→ **What to produce**
Please find each line in the records below that contains the word "handle" and copy those lines out in full.

→ **Records for this task**
★ ★ ★ ★ ★

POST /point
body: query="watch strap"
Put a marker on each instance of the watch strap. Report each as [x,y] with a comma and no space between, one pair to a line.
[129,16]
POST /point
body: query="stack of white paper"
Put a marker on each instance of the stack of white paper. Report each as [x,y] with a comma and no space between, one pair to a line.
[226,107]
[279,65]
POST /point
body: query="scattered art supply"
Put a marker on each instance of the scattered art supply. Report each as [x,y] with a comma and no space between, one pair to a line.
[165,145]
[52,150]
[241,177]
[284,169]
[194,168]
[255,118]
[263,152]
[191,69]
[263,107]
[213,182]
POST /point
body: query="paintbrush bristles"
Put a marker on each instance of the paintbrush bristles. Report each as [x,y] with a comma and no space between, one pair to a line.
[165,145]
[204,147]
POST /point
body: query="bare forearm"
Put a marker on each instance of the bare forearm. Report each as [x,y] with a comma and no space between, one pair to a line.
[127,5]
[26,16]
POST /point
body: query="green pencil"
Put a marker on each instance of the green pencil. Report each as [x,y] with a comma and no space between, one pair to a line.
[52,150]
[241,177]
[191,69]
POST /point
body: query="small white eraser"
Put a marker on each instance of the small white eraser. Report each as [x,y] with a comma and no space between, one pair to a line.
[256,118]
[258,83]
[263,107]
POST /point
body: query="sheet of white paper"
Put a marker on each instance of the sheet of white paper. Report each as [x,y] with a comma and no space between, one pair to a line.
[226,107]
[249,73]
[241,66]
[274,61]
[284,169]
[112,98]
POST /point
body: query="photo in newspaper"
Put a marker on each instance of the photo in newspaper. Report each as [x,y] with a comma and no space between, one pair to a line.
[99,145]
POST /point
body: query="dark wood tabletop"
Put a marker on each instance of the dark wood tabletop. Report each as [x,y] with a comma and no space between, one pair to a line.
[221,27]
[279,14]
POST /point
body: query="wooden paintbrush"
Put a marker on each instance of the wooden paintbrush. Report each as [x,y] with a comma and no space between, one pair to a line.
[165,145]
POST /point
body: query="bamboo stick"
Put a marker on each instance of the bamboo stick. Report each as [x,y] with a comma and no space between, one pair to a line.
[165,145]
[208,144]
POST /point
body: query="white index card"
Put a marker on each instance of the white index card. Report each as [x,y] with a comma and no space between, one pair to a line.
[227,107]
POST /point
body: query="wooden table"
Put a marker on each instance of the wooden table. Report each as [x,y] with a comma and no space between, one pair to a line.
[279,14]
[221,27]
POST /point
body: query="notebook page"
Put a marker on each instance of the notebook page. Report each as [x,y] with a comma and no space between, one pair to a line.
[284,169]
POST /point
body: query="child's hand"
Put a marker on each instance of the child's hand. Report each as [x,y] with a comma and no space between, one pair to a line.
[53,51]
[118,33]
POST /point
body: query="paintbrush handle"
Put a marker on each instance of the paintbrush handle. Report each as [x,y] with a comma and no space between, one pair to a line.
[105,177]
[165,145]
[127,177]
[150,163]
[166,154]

★ ★ ★ ★ ★

→ **Finished exercise**
body: query="paintbrush handle"
Put a marker on each instance of the paintbrush handle. Report each as [x,y] with a comma and no space between, one pair to a line.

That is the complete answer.